SET PROBLEM: Locate "Reviewer note: confirm that each instance of the chair leg" in the listing below, then output the line holding it and every line after it, exactly and with nothing else.

(Named-object pointing records)
----

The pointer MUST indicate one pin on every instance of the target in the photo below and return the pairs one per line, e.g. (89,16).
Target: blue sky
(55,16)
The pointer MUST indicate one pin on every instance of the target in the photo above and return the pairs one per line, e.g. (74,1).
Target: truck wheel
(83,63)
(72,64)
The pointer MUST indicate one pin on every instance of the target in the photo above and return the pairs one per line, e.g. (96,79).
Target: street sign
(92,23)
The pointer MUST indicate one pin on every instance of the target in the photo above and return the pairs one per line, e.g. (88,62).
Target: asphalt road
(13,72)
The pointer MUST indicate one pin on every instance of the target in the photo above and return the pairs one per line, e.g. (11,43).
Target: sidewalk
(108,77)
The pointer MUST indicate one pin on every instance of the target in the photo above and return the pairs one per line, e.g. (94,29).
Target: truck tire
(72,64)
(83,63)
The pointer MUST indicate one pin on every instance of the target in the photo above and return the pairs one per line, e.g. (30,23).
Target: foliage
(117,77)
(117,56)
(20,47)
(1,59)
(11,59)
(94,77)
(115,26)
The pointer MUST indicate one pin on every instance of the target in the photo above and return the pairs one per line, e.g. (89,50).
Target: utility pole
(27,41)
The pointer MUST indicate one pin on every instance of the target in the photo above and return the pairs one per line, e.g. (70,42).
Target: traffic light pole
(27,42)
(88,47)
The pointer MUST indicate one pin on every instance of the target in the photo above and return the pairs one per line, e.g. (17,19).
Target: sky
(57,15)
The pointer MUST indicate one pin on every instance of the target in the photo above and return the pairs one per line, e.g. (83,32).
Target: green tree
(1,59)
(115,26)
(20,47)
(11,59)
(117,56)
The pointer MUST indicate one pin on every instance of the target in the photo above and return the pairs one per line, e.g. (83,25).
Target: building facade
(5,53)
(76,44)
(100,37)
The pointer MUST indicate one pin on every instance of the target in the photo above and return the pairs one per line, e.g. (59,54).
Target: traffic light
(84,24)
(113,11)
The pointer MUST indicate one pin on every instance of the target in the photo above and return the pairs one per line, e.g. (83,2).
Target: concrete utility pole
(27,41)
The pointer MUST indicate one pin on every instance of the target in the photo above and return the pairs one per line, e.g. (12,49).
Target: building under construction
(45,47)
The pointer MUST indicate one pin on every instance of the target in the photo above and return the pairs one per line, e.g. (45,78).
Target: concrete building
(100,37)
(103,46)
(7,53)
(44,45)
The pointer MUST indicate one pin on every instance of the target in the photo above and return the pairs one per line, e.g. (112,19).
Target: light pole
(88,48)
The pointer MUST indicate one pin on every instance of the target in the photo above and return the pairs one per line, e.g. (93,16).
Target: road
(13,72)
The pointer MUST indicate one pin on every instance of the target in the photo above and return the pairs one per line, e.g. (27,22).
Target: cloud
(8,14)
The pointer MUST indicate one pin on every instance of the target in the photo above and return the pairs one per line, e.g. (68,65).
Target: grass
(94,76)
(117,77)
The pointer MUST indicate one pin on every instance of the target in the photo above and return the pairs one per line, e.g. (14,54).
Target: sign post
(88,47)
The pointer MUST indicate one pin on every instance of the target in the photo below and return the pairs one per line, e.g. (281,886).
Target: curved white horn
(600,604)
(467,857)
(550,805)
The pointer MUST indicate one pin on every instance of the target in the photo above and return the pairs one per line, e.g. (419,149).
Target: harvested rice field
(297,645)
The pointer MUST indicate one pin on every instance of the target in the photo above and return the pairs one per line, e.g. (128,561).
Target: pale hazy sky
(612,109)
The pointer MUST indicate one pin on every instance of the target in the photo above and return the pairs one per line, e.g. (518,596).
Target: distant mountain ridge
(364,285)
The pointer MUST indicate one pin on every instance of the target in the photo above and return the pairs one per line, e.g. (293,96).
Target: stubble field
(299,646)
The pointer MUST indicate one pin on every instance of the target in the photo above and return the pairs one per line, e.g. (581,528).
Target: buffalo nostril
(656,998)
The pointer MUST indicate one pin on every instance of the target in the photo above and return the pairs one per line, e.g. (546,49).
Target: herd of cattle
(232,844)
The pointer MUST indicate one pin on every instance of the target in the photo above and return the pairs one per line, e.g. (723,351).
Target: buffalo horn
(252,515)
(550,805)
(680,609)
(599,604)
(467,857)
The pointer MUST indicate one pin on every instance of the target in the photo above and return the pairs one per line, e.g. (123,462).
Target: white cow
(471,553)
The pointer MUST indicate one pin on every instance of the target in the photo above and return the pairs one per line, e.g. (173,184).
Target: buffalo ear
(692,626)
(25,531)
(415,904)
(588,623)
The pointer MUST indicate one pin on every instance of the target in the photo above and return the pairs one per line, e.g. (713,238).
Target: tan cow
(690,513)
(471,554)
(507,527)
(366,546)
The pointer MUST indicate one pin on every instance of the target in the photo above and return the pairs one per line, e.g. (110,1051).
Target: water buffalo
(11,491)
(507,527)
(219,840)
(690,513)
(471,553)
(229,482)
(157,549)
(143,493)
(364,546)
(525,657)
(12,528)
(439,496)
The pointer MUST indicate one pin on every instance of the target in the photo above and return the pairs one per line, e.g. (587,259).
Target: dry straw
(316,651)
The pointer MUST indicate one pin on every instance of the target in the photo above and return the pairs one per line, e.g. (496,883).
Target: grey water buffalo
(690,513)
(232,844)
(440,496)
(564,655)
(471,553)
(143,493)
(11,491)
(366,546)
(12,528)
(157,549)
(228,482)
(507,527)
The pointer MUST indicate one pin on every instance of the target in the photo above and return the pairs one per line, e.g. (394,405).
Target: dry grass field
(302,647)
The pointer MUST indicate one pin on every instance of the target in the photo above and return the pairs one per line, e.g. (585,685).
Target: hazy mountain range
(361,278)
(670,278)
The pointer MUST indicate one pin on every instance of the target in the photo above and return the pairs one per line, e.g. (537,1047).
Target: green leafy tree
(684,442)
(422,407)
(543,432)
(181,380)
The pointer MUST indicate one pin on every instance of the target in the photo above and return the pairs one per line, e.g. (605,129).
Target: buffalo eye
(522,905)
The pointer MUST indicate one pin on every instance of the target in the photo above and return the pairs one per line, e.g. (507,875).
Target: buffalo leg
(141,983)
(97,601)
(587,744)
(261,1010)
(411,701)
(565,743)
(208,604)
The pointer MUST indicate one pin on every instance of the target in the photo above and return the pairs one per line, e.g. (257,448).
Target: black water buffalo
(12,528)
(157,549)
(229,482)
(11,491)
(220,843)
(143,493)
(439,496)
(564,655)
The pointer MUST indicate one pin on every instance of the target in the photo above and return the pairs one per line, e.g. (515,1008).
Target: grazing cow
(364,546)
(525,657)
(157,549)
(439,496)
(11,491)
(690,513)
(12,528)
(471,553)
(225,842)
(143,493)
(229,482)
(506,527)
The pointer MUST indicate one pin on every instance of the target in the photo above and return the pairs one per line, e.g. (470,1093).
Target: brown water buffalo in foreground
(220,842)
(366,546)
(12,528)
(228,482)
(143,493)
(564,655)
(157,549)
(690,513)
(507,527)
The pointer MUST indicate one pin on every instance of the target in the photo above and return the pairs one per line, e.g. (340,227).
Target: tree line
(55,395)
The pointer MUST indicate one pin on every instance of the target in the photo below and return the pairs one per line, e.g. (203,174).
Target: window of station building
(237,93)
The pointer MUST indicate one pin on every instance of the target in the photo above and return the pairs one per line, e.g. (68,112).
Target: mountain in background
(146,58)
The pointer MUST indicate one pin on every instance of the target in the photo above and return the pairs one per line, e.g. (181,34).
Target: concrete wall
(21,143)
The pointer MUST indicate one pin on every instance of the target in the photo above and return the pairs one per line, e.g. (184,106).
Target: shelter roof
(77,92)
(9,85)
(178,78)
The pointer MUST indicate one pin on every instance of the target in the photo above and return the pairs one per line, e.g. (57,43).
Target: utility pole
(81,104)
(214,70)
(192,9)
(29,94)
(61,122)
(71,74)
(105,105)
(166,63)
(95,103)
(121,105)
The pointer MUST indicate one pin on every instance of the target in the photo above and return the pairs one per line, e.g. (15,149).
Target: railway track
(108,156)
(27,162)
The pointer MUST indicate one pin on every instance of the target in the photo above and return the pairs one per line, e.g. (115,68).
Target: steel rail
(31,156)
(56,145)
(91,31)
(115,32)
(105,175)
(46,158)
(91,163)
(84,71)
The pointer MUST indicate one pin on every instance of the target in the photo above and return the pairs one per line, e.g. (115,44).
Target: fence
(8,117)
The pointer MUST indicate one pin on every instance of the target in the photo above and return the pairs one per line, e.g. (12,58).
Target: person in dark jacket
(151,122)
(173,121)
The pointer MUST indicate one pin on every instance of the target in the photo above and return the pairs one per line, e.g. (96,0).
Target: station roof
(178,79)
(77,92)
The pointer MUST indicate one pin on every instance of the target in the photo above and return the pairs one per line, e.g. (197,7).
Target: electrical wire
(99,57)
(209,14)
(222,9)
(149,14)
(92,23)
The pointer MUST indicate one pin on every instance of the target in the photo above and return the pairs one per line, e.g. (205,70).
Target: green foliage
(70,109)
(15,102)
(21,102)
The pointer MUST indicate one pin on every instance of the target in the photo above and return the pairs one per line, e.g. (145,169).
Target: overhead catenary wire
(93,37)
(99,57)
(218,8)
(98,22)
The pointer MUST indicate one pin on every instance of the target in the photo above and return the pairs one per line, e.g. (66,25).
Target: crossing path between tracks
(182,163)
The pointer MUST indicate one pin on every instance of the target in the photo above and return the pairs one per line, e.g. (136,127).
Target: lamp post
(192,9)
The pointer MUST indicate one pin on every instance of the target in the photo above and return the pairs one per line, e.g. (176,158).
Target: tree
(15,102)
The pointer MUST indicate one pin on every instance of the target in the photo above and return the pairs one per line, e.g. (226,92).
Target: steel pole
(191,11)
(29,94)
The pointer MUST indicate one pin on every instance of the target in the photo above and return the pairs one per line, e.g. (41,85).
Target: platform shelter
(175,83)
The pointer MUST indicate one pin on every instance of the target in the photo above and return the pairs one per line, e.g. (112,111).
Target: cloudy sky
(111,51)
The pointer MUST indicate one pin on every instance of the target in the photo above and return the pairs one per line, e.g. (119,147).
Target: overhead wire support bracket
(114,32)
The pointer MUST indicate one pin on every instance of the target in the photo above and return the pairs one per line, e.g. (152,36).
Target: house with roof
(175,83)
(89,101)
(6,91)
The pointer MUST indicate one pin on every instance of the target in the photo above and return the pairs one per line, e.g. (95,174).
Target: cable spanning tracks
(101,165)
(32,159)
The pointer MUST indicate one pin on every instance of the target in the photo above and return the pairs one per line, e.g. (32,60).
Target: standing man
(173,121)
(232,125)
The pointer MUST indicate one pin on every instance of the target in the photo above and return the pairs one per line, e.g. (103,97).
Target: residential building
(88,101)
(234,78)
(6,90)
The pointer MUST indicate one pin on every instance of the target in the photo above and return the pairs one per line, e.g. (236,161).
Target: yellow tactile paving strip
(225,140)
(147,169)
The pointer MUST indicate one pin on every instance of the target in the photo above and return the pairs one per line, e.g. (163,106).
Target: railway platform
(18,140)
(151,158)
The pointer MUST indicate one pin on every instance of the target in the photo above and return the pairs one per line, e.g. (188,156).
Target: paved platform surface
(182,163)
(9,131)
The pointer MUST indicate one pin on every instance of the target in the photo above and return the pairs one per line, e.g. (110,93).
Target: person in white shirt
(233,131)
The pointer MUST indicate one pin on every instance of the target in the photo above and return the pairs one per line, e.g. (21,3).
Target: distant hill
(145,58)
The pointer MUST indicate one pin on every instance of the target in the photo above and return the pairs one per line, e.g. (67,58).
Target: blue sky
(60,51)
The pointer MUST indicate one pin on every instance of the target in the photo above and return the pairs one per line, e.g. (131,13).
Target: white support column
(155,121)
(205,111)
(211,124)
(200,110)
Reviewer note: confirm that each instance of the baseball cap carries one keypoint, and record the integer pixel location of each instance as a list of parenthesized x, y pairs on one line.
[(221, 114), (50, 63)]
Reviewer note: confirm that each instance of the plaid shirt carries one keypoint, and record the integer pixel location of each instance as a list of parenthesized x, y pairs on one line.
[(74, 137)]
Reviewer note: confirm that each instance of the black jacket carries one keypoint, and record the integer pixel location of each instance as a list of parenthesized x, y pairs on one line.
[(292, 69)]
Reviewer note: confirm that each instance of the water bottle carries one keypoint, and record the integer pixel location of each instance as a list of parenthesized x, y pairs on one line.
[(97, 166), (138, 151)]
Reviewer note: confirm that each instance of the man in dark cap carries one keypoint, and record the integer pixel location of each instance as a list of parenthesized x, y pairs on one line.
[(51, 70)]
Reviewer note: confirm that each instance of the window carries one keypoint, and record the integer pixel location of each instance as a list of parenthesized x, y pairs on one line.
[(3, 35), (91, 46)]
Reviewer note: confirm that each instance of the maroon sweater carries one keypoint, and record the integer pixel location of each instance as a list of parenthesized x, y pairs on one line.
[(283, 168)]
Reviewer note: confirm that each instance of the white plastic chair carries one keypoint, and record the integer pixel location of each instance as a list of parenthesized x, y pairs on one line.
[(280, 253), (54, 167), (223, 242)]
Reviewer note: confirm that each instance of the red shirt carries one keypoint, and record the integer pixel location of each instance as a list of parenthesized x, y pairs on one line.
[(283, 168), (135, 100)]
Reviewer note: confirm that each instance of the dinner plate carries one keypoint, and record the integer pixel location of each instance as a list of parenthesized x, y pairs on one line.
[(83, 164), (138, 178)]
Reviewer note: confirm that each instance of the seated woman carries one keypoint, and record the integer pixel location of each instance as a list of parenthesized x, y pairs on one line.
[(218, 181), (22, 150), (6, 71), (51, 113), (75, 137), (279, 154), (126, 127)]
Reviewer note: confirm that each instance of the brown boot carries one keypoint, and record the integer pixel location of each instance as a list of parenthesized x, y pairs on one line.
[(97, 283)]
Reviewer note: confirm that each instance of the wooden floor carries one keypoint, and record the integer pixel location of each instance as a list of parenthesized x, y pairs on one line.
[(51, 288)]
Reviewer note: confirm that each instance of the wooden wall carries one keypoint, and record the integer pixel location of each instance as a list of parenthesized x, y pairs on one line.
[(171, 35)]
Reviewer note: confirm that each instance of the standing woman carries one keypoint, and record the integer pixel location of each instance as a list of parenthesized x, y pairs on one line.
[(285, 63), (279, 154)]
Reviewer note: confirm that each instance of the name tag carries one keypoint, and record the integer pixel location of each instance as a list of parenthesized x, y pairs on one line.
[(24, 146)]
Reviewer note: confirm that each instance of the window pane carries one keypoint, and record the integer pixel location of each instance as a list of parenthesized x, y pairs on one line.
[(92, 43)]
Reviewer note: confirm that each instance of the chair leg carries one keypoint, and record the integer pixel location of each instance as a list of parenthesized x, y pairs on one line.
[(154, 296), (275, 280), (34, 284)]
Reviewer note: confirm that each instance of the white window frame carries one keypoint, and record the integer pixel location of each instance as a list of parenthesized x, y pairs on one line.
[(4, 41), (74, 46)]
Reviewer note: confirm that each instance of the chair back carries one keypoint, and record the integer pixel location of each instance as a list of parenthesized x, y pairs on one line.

----

THE SOLUTION:
Reviewer note: confirm that each instance of the chair leg carries one keypoint, and record the integer pixel location of each instance as a list of parenthesized x, y pairs on one line.
[(154, 296), (275, 280), (34, 284)]
Reviewer note: confirm that each instance of the white window frame carries one keypoint, and record the integer pixel location of each instance as a list of parenthesized x, y pairs on one line.
[(4, 41), (74, 46)]
Reviewer note: confirm that each instance of the chair back carries one keypoint, and record the integer pixel location of each instance as a list of parenthesized x, y pairs on one line.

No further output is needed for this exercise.